DIRECTION. Change "dark chair" to "black chair" in the records, starting at the very beginning and ending at the line containing "M229 80L225 59L207". Give only those lines, with everything else unchanged.

WORKING DATA.

━━━

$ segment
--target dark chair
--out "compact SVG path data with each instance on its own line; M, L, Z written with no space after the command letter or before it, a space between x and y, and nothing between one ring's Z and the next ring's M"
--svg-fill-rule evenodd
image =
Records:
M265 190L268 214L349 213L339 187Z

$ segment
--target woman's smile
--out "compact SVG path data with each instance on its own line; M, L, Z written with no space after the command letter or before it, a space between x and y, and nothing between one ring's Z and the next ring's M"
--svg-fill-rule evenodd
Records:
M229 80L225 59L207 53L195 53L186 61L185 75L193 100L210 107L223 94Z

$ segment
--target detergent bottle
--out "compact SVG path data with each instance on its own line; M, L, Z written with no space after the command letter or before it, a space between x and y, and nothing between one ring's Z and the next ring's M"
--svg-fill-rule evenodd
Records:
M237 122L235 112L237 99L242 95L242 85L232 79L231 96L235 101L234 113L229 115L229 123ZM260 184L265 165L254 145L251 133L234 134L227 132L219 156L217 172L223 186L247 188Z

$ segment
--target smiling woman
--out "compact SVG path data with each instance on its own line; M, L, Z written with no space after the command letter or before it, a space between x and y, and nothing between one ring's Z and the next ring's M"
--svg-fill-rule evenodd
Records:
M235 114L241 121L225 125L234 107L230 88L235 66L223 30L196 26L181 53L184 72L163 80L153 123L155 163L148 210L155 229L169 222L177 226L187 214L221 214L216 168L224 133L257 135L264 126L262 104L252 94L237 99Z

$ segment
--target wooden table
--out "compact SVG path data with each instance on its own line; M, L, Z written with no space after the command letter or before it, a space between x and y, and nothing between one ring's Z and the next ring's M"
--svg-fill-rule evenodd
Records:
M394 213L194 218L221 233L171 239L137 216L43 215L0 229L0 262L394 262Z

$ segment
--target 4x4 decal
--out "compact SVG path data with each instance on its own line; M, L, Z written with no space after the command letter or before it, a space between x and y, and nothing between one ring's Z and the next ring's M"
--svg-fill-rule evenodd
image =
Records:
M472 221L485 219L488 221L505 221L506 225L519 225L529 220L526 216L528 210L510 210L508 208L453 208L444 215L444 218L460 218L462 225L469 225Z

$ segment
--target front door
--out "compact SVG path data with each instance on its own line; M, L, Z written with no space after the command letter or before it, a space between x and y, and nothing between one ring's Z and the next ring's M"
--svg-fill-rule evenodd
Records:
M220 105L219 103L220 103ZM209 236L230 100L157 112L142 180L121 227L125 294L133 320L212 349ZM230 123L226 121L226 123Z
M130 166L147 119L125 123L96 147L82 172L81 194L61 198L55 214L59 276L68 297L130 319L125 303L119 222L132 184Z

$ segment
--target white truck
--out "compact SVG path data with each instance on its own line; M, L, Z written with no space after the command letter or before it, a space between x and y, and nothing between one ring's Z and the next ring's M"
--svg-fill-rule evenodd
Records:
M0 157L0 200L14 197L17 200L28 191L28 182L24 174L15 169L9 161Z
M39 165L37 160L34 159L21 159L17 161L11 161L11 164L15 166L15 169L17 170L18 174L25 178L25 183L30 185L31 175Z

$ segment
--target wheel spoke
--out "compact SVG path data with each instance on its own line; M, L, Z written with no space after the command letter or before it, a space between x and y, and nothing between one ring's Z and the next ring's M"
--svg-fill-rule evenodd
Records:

━━━

FINISHED TASK.
$ segment
--target black chair
--out "compact SVG path data with each instance on its own line; M, L, Z written with no space after the command letter or before it, a space between x and y, and nothing between one ring's Z and the next ring's M"
--svg-fill-rule evenodd
image =
Records:
M265 190L268 214L349 213L339 187Z

$ segment
--target woman's smile
--out "compact SVG path data with each instance on its own line; M, L, Z written with no space after the command letter or before it, a space between x and y, and nothing between one ring's Z and the next ring's M"
--svg-fill-rule evenodd
Records:
M229 80L225 59L207 53L195 53L186 61L185 75L193 100L210 107L223 94Z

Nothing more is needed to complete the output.